Task description:
Write out the lines from the first one through the line containing "positive clicks: (175, 100)" as a JSON list of strings, one string per line, skipping any blank lines.

Information supplied:
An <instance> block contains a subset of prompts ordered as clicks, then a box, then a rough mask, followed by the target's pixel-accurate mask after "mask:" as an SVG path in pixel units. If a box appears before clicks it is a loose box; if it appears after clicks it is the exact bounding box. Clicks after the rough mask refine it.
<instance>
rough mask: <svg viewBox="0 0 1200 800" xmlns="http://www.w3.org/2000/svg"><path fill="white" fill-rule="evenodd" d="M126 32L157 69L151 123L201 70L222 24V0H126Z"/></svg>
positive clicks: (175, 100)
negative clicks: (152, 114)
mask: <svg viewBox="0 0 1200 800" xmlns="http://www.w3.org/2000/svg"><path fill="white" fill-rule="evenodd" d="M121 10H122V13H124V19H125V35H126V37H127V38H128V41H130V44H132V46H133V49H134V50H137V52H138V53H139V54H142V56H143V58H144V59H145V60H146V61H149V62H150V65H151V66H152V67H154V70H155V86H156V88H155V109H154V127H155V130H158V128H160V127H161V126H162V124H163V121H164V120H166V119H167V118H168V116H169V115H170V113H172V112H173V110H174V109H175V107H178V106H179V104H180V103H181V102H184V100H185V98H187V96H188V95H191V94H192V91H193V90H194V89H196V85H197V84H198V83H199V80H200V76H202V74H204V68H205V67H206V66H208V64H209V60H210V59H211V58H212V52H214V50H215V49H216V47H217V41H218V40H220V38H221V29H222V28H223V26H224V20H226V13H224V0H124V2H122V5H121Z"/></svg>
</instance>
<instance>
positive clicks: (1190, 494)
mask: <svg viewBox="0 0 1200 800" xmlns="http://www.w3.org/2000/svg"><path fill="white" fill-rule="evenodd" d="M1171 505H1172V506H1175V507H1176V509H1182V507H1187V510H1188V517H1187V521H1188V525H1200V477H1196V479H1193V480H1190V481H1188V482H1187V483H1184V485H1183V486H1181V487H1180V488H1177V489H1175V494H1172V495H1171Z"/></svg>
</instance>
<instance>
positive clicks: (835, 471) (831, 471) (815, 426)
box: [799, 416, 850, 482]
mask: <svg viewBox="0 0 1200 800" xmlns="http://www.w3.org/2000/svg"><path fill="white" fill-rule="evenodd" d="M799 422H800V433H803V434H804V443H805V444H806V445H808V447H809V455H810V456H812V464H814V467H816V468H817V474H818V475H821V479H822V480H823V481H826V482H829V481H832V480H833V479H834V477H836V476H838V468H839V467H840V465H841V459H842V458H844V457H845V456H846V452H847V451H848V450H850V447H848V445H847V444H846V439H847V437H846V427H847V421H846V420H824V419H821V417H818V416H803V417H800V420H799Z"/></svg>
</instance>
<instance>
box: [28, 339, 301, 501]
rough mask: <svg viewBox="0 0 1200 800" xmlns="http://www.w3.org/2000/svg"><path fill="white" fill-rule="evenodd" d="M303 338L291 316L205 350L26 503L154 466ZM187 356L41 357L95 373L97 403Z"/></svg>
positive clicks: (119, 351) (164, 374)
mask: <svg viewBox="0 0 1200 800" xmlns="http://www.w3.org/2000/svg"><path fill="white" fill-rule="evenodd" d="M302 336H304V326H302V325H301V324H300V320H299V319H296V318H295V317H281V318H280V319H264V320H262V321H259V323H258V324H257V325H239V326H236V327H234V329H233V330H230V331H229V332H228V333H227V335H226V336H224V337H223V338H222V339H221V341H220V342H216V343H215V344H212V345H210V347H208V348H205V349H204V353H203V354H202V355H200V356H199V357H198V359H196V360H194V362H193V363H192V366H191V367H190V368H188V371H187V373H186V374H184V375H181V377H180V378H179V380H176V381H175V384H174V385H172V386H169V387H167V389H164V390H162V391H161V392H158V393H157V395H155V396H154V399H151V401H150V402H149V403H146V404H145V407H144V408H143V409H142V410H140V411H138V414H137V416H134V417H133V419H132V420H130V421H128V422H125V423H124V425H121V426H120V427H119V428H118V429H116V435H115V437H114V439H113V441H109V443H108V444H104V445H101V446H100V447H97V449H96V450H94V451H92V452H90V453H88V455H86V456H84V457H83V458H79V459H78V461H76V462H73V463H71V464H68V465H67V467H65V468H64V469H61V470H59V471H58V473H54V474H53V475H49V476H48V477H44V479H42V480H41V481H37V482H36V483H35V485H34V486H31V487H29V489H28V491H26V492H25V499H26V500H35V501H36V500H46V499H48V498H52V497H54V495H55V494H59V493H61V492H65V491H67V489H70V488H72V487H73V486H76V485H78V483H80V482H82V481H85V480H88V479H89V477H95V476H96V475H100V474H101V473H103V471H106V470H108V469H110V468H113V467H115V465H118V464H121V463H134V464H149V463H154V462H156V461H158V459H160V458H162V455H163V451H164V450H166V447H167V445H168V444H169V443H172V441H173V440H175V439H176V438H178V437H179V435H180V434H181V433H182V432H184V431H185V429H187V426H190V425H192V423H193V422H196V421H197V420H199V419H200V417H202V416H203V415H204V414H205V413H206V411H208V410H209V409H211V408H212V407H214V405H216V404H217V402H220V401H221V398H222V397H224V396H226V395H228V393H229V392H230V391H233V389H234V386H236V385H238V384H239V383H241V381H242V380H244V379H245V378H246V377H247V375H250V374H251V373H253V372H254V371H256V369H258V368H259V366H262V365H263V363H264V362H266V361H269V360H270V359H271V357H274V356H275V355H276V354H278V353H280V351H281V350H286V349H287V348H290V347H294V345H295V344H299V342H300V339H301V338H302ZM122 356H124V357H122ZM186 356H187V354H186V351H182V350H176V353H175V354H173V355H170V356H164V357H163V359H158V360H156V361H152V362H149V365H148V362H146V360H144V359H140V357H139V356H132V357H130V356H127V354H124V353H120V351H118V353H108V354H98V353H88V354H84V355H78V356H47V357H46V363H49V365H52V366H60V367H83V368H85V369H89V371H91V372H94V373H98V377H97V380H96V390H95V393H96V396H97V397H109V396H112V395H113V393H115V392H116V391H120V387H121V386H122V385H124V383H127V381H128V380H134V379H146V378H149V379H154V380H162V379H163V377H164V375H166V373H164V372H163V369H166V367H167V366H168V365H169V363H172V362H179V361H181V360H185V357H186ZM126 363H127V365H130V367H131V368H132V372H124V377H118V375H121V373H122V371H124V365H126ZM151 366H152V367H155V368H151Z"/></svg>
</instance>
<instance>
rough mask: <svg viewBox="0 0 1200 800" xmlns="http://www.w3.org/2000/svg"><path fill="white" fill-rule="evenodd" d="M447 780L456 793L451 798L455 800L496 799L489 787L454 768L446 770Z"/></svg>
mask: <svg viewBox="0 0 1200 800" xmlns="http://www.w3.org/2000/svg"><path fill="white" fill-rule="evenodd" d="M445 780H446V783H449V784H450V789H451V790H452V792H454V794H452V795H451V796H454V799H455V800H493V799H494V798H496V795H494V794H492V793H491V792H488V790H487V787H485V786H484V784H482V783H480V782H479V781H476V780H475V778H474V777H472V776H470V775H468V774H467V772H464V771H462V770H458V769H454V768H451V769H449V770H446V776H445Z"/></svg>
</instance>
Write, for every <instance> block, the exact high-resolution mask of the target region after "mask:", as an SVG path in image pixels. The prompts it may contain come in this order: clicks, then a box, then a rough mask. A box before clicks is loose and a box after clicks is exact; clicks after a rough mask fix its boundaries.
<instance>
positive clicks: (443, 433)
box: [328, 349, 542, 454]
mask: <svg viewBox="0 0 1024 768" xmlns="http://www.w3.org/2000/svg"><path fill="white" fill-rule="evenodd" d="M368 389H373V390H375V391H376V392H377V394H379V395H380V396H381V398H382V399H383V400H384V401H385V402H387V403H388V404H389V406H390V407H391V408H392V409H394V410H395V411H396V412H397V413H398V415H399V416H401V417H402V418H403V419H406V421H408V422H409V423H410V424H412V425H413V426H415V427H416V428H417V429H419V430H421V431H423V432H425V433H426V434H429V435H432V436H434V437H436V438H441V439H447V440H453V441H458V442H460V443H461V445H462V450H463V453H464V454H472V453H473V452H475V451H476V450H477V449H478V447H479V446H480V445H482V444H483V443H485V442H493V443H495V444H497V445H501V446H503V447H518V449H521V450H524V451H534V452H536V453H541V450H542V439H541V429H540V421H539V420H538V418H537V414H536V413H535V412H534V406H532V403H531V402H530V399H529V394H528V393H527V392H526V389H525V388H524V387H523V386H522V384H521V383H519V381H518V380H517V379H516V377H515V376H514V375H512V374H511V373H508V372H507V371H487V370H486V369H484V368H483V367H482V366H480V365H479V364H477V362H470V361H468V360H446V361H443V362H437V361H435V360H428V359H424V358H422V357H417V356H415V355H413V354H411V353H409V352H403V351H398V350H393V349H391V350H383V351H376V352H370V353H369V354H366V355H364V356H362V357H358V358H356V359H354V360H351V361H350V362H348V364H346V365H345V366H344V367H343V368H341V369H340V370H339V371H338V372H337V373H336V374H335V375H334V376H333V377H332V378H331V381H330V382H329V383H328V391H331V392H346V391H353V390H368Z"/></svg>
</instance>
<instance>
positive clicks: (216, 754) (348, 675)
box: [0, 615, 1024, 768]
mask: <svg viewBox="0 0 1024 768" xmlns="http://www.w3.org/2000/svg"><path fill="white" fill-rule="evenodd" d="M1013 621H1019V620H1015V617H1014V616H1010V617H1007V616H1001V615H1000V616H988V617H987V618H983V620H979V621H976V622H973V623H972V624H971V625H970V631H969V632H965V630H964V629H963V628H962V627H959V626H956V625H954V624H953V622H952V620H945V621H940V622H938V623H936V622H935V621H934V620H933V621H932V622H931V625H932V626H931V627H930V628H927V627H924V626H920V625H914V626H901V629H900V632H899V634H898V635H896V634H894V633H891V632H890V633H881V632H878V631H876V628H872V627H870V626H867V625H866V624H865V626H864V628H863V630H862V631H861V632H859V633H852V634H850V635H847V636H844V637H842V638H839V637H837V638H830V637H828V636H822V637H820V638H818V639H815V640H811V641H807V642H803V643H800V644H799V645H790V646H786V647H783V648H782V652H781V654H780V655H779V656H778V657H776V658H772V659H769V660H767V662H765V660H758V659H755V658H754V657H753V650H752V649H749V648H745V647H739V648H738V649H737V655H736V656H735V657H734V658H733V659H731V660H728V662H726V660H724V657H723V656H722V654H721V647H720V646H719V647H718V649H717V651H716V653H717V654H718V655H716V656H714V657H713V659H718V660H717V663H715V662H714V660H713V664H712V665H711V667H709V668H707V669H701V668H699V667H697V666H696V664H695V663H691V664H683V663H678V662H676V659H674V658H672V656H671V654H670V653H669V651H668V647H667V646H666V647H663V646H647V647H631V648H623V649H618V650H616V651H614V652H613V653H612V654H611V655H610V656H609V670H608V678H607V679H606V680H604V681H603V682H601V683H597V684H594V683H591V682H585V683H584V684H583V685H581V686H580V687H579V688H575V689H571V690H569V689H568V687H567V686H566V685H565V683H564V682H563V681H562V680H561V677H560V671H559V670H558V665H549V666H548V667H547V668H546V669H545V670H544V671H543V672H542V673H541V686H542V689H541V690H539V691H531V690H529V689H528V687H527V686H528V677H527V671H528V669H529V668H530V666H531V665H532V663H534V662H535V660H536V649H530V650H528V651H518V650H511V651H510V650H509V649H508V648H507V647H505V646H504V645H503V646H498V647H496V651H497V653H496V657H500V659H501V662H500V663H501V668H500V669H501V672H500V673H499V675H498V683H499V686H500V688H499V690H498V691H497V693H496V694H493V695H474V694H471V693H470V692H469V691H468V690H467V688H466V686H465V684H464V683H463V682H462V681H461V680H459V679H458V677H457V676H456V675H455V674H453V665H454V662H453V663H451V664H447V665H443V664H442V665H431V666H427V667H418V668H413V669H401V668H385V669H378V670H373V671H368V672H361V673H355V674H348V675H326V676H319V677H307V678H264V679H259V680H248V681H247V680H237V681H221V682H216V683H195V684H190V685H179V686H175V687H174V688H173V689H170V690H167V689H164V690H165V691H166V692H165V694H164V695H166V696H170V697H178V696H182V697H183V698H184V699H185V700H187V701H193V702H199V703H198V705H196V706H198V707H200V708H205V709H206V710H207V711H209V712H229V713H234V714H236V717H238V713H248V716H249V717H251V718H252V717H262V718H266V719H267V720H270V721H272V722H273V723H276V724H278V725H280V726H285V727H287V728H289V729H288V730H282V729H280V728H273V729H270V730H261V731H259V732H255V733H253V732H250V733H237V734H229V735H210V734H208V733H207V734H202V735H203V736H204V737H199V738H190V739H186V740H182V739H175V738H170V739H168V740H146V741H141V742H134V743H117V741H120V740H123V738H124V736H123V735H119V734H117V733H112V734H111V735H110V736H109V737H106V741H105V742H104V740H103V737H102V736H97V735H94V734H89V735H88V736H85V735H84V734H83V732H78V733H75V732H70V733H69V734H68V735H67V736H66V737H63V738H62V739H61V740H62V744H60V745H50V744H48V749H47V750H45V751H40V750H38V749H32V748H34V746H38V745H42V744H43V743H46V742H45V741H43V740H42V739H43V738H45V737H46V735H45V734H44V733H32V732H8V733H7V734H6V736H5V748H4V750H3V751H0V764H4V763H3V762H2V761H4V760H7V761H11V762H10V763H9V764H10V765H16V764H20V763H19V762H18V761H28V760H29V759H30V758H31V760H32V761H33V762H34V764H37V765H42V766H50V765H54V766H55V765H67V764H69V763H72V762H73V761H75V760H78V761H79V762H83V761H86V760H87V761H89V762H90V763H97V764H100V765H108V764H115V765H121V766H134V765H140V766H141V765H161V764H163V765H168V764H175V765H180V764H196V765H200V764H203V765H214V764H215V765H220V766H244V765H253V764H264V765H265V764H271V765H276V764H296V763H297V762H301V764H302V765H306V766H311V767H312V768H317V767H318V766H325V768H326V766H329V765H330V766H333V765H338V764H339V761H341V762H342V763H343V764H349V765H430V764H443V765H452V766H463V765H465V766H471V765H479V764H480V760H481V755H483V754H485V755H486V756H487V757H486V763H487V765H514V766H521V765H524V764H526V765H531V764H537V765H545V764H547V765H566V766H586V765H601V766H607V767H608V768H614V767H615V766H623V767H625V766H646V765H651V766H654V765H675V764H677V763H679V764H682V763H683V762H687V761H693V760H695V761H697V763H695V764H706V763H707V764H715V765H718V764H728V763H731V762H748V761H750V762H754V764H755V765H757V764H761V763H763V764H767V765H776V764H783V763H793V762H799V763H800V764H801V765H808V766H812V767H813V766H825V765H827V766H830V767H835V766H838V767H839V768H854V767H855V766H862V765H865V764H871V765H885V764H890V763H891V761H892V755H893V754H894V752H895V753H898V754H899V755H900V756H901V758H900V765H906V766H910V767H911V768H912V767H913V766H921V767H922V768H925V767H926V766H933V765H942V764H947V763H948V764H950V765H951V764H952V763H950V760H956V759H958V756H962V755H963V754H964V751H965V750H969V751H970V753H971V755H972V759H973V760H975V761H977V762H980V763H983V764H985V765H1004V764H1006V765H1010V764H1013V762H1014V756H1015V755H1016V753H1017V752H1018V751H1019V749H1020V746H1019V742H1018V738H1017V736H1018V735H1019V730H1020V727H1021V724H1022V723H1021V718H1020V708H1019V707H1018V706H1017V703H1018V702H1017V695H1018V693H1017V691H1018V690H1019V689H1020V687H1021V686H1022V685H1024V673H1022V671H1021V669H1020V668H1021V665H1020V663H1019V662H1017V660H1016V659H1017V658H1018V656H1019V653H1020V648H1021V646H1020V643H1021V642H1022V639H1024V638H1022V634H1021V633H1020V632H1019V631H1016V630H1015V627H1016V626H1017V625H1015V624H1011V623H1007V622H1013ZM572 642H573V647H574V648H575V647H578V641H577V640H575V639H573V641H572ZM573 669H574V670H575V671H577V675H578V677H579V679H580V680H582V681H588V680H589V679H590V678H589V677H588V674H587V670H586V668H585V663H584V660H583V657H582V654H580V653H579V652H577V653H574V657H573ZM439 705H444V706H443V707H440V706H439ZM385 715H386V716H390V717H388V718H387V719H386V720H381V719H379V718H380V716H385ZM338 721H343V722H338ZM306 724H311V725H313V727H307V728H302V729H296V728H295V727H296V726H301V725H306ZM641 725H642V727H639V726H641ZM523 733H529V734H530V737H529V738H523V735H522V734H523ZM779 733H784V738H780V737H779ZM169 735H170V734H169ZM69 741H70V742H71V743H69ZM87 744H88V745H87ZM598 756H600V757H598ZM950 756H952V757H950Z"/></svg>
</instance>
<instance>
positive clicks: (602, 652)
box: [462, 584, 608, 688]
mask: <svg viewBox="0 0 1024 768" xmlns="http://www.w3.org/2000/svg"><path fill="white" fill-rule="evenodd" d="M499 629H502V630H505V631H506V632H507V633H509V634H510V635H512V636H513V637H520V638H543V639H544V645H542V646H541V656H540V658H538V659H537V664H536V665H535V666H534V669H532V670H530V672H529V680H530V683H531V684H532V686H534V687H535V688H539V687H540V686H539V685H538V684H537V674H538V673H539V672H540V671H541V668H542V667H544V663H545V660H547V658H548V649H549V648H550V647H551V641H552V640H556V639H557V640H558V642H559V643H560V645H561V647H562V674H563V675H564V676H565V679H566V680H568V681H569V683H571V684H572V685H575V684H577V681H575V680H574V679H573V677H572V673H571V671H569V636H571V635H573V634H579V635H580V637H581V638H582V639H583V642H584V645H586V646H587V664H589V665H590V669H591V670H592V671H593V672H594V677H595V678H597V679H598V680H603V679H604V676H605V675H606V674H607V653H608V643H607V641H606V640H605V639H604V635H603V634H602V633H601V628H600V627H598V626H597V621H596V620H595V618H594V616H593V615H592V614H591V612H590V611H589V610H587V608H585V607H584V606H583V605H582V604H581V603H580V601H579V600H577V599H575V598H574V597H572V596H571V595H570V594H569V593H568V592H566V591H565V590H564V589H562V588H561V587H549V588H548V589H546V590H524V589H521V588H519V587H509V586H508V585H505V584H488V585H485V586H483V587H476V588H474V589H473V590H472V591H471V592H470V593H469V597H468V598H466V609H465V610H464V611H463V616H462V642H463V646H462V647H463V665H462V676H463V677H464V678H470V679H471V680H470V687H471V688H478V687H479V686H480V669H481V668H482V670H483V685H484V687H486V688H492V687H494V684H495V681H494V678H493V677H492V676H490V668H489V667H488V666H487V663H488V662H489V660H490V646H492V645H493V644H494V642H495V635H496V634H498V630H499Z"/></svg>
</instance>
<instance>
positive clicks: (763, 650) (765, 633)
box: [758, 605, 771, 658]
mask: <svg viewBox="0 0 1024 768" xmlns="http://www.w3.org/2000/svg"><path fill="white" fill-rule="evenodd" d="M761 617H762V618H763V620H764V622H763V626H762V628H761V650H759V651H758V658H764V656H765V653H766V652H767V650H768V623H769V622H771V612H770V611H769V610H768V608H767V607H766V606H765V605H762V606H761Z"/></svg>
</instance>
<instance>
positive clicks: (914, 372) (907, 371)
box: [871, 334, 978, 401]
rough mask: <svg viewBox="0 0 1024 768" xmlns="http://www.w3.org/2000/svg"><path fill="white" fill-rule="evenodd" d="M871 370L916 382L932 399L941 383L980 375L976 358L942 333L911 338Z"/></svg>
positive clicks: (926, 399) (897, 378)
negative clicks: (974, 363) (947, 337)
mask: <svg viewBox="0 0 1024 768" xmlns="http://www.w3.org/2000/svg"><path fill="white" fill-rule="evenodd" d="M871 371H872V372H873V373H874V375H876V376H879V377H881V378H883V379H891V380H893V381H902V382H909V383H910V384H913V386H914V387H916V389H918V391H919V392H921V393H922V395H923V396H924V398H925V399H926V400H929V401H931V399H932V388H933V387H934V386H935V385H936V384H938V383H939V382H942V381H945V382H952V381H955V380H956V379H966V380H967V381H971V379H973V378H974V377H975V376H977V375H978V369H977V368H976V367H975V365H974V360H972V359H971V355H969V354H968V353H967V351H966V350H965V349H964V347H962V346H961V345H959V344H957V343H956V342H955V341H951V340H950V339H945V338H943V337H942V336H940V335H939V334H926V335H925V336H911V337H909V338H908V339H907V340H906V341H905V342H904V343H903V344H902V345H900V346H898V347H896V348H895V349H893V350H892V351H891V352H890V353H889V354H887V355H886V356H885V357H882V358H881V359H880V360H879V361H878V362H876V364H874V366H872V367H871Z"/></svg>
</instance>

Expected answer:
[
  "An <instance> block contains a subset of prompts ordered as clicks, then a box, then a rough mask, followed by the target's pixel-accurate mask after \"mask:\" as an SVG path in pixel units. If a box appears before clicks it is a loose box; if it appears after clicks it is the exact bounding box. Clicks after the rough mask refine it.",
  "<instance>",
  "rough mask: <svg viewBox=\"0 0 1200 800\" xmlns=\"http://www.w3.org/2000/svg\"><path fill=\"white\" fill-rule=\"evenodd\" d=\"M126 32L157 69L151 123L201 70L222 24V0H126Z\"/></svg>",
  "positive clicks: (175, 100)"
]